Goal: Edit the data below by replacing every occurrence of "stainless steel" with "brushed nickel". Reproduce all other lines and characters unchanged.

━━━ Exercise input

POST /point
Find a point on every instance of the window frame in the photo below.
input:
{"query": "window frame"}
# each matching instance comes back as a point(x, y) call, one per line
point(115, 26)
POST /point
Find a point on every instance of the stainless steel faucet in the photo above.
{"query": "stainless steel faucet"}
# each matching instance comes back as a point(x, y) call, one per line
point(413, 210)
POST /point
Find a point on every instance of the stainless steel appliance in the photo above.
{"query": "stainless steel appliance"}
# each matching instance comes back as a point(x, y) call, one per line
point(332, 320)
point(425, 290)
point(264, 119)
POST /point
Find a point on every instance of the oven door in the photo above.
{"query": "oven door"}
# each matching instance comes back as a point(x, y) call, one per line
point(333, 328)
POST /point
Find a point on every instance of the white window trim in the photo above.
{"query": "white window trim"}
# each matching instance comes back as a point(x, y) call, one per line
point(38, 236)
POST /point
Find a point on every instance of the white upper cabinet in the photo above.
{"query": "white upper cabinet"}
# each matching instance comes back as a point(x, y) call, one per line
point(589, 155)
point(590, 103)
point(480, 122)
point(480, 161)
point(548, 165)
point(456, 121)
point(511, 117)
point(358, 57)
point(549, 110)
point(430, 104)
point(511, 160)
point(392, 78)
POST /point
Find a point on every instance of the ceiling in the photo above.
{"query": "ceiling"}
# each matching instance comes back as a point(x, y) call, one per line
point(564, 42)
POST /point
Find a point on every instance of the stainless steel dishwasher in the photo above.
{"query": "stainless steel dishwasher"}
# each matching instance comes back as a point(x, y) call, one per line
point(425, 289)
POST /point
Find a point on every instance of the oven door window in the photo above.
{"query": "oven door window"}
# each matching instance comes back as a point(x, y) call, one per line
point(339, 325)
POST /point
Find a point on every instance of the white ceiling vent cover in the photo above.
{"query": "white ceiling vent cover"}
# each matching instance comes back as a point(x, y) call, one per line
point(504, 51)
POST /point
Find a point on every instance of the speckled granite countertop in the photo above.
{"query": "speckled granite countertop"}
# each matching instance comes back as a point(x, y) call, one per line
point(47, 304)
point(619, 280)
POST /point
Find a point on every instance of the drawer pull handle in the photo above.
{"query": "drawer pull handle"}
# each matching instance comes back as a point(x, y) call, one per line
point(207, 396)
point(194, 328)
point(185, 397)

━━━━━━

Result for this task:
POST /point
Find a point on every instance of the window frame in the photo below.
input:
{"query": "window frame"}
# each matching instance comes back as a point(x, y) call, one per line
point(115, 26)
POST /point
Find a point on every instance of the brushed nickel faucet in the photo above.
{"query": "brushed nickel faucet"}
# each matching instance comes back as a point(x, y) call, one per line
point(413, 210)
POST /point
Find a point on every instance of the brushed nickel appliance in the photo above.
{"query": "brushed nickel appliance"}
# each matching instance comes back as a point(x, y) call, one per line
point(332, 320)
point(425, 290)
point(264, 119)
POST /point
Find a point on every instance of the oven door in the photo above.
{"query": "oven door"}
# each matching instance comes back as a point(x, y) call, one per line
point(333, 328)
POST /point
Find a point on every instance of the white window trim in the photo above.
{"query": "white window trim"}
# each matching instance comes back as a point(x, y) call, one per line
point(38, 236)
POST /point
Find a point on every instance of the white upper cabinet in the photo above.
{"query": "white upper cabinet"}
# each matching instance comes back as a point(x, y) call, one per line
point(589, 155)
point(590, 103)
point(480, 122)
point(480, 161)
point(548, 165)
point(456, 121)
point(511, 117)
point(358, 57)
point(549, 110)
point(430, 104)
point(511, 160)
point(392, 78)
POST /point
Find a point on every instance of the ceiling in the photo above.
{"query": "ceiling"}
# each matching instance comes back as a point(x, y) call, one per line
point(564, 42)
POST /point
Find a point on every instance of the brushed nickel dishwasher in the photo above.
{"query": "brushed nickel dishwasher"}
# each matching instance comes back as a point(x, y) call, one per line
point(425, 289)
POST /point
Find a point on every instance of the oven door window in the photo above.
{"query": "oven door window"}
# each matching instance comes back as a point(x, y) call, one per line
point(339, 325)
POST /point
Find a point on every instance of the white ceiling vent cover in the photo above.
{"query": "white ceiling vent cover"}
# each matching instance comes back as a point(x, y) call, one per line
point(504, 51)
POST /point
Find a point on every instance of the speckled granite countertop in the photo above.
{"query": "speckled granite countertop"}
# each matching instance comes back as a point(x, y) call, one per line
point(47, 304)
point(619, 280)
POST /point
Find a point on every instance of the drawer pull handle in the photo above.
{"query": "drawer pull handle"}
# each matching instance comes back as a point(x, y) call, one per line
point(207, 396)
point(194, 328)
point(185, 397)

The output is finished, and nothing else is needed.